_Input material:_
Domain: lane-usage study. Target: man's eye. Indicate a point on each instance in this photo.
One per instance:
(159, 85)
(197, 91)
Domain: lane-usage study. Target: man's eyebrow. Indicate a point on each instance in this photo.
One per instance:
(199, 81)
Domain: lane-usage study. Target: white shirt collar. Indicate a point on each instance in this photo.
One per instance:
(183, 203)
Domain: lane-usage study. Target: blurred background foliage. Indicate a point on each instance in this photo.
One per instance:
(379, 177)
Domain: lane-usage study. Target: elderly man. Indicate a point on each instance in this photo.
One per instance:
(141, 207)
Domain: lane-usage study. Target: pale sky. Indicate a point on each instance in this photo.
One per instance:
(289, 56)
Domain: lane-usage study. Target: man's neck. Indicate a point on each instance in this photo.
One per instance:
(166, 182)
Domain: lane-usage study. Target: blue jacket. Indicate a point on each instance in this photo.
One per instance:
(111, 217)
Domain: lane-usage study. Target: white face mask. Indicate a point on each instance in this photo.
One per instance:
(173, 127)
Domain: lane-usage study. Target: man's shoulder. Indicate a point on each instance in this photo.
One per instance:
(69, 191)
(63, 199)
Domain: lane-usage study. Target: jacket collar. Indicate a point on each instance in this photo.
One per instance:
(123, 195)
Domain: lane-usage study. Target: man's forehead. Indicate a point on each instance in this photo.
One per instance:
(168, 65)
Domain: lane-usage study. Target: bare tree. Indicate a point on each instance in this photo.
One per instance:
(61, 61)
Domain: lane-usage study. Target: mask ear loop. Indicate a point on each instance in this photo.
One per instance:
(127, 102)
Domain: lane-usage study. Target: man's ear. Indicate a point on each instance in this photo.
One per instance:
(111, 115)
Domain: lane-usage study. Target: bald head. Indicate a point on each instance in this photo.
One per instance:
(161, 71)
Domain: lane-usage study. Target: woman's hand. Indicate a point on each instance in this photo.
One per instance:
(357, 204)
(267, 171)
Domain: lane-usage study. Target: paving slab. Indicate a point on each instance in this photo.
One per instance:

_Required action:_ Restate the data above in full, word for word.

_Answer:_
Domain: lane-usage study. Target: man's eye. Indicate a point on each instance in this photo.
One per instance:
(159, 85)
(197, 91)
Domain: lane-usage study. Target: man's eyebrow. Indicate a point on each instance in this photo.
One per instance:
(199, 81)
Domain: lane-usage study. Target: white shirt collar. Indicate a point on each instance in this photo.
One per instance:
(183, 203)
Domain: lane-usage study. Target: blurred background foliage. Indicate a point on each instance in this photo.
One per instance:
(379, 177)
Domain: lane-usage study. Target: elderly man. Indicate a point on each instance in this photo.
One per instance:
(141, 207)
Domain: lane-usage study. Target: pale sky. Indicate a point on each instance in this photo.
One per instance:
(289, 56)
Domain: lane-usage study. Target: man's neck. Indicate a point on each instance in this photo.
One per instance:
(166, 182)
Domain: lane-usage study. Target: blue jacket. Indicate a point on each instance in this photo.
One per instance:
(111, 217)
Domain: lane-usage study. Target: white face mask. Indicate a point on each instance in this photo.
One per instance:
(173, 127)
Domain: lane-usage study. Target: man's shoulder. Indicate a point on each instance in this photo.
One per instance:
(69, 191)
(63, 199)
Domain: lane-usage study. Target: jacket collar. Indicate a point on each instance in this photo.
One per instance:
(123, 195)
Domain: lane-usage study. Target: man's forehead. Indicate a point on each instance in this photo.
One per instance:
(168, 65)
Domain: lane-usage study. Target: bare tree. Indicate a point on each instance in this photo.
One per instance:
(61, 61)
Domain: lane-usage study. Target: mask ear loop. Indicate a point on each instance in this photo.
One per instance:
(127, 102)
Domain: lane-usage study. Target: man's ear. Indicate a point on each instance in this photo.
One per instance:
(111, 115)
Domain: lane-usage study. Target: bald head. Indicate a point on each instance in this photo.
One per instance:
(161, 71)
Domain: lane-usage study. Target: woman's hand. Indicate a point on each instance in this photo.
One per instance:
(357, 204)
(267, 171)
Domain: lane-usage study. Target: paving slab. Indicate a point on each instance in this photo.
One per instance:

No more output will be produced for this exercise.